- **Kurze Übung A**
Gib die Zeilen des Datensatzes unverändert aus, beginnend bei der ersten Zeile und endend mit der Zeile, die „output: one SVG“ enthält.

- **Textauszug**
☆ ☆ ☆ ☆ ☆ ☆ ☆

Wer Markus Beckedahl besuchen will, muss in den hintersten Winkel eines dieser irrsinnig verwinkelten Berliner Bürogebäude. Dort sitzt die Redaktion von Netzpolitik.org. Beckedahl, Enddreißiger, stets mit spitzbübischem Lächeln auf den Lippen, arbeitet dort in einem Büro, in der die Zahl der Computerbildschirme erheblich größer ist als die Zahl der Büroarbeiter. Zweieinhalb feste Mitarbeiter helfen Beckedahl dabei, die Seite zu betreuen. Hinzu kommen je nach Lage zehn bis 15 freie Mitarbeiter, die aus Brüssel, Köln und anderen europäischen Städten berichten.
Missverhältnis zwischen Bedeutung und Unterstützung
Am überraschendsten an dem Projekt ist vielleicht, dass es noch immer existiert. Die chronischen Finanzsorgen, die viele Politaktivisten plagen, machen sich in der Netzpolitik besonders bemerkbar. Es gibt speziell in Deutschland ein seltsames Missverhältnis zwischen der Bedeutung des Internets für die Gesellschaft und der Bereitschaft, diejenigen zu unterstützen, die dafür kämpfen, dass dieses Internet so frei bleiben kann, wie es ist.

☆ ☆ ☆ ☆ ☆ ☆ ☆

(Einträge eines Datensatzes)
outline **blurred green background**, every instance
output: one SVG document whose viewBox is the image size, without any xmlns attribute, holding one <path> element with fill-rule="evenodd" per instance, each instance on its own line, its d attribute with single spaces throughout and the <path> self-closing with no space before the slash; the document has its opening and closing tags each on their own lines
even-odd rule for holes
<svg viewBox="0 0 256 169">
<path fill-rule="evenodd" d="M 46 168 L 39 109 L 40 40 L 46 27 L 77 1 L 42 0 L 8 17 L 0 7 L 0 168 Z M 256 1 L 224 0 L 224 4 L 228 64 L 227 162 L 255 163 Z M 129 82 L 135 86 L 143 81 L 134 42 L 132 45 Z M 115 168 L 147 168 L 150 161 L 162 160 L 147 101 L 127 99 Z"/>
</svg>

☆ ☆ ☆ ☆ ☆ ☆ ☆

- **Kurze Übung B**
Aus welchen Städten berichten die freien Mitarbeiter laut dem Textauszug über Netzpolitik.org?

- **Antwort A**
outline **blurred green background**, every instance
output: one SVG document whose viewBox is the image size, without any xmlns attribute, holding one <path> element with fill-rule="evenodd" per instance, each instance on its own line, its d attribute with single spaces throughout and the <path> self-closing with no space before the slash; the document has its opening and closing tags each on their own lines

- **Antwort B**
Aus Brüssel, Köln und anderen europäischen Städten.